*AUFGABE 1*. Worin bestanden laut dem Seitentext die Sternstunden der Kirchengeschichte?
*AUFGABE 2*. Setze den Text über Spiritualität und gesellschaftliches Engagement in der Kirche nach seinem letzten Satz fort.

*SEITENTEXT*.

Die Sternstunden der Kirchengeschichte bestanden immer in der Verbindung von lebendiger Spiritualität und dem Einsatz für die Benachteiligten. Die Verbindung ist das Entscheidende. Nicht „entweder-oder“, sondern „sowohl, als auch“!
Was das für uns heute heißt? Ich begrüße alle Gebetsinitiativen, alle spirituellen Vertiefungen, alle Hinwendung zu Kontemplation, Anbetung, Verinnerlichung. UND ich begrüße das gesellschaftspolitische Engagement der Gläubigen, wenn es ihnen um das Wohl der Ärmsten, und das sind auch die nächsten Generationen, weil sie noch keinen Einfluss nehmen können, geht.

*ANGEZEIGTE ZEILEN*.
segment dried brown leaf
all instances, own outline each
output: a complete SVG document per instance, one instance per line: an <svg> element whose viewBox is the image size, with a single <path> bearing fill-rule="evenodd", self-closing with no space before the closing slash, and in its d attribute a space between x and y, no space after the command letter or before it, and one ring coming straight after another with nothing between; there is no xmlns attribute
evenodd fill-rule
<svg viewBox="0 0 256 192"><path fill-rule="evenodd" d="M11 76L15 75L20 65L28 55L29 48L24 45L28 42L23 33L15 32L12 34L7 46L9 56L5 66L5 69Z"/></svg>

*ANTWORT 1*. In der Verbindung von lebendiger Spiritualität und dem Einsatz für die Benachteiligten.

*ANTWORT 2*.
Aus diesem Grund gehe ich zu Fridays-for-Future Demonstrationen, zum Marsch für das Leben und zu Lobpreisgottesdiensten. Ich bete um die Bewahrung der Schöpfung und schreibe an Bundesministerin Gewessler. Ich faste für den Frieden und spende für die Ukraine.
Und schließlich danke ich allen, die sich wie unsere engagierten Leser/innen Gedanken darüber machen, was der Kern des Auftrags der Kirche ist.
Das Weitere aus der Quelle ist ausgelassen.